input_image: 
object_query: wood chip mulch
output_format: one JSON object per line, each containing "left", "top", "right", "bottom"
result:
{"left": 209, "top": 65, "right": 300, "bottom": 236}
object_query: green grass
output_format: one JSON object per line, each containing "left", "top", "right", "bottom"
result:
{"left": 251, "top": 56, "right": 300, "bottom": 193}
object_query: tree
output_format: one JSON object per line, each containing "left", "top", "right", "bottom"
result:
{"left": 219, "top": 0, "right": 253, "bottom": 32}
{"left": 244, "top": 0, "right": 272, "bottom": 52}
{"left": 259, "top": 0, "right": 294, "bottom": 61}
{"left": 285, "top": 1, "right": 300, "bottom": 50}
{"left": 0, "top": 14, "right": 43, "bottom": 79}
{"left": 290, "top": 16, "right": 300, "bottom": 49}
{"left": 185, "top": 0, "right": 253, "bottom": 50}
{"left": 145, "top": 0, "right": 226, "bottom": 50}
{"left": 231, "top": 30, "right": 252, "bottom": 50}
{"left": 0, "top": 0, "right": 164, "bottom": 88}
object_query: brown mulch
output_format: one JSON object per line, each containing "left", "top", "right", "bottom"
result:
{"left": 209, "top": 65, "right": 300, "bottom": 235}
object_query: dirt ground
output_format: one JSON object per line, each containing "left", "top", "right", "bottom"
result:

□ □ □ □ □

■ **Assignment**
Copy out every line from the material above where the string "mulch" turns up.

■ **Expected output**
object_query: wood chip mulch
object_query: brown mulch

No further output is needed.